_Entries_.
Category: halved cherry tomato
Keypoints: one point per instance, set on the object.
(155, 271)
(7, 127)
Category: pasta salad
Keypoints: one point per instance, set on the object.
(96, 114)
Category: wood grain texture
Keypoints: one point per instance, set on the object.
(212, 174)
==
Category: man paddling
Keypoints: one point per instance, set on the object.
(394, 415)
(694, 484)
---
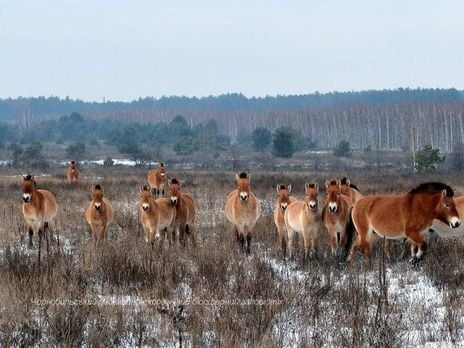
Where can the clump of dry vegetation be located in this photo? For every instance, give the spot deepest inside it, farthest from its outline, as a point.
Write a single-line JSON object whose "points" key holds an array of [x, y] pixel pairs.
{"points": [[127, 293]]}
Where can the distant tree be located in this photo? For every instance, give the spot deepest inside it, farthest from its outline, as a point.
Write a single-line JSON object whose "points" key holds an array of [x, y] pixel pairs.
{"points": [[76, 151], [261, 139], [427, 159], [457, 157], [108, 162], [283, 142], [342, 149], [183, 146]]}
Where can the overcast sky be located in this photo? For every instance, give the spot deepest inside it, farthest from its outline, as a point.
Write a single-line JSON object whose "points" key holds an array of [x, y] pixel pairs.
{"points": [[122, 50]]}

_Task brief_. Gather every line of the material above that contains the word "outline", and treat case as significant.

_Response_.
Where can the clump of dry vegetation be located in this photo? For every instance, give the spot deepest inside it, farthest from its outline, as a point.
Where can the distant tree be located in this photo? For every instance, give the spot deepest inside it, farthest from its outline, as a point.
Where can the overcast sky be located in this photo? For every instance, give the spot deepest inside it, farthest from its outline, as a point.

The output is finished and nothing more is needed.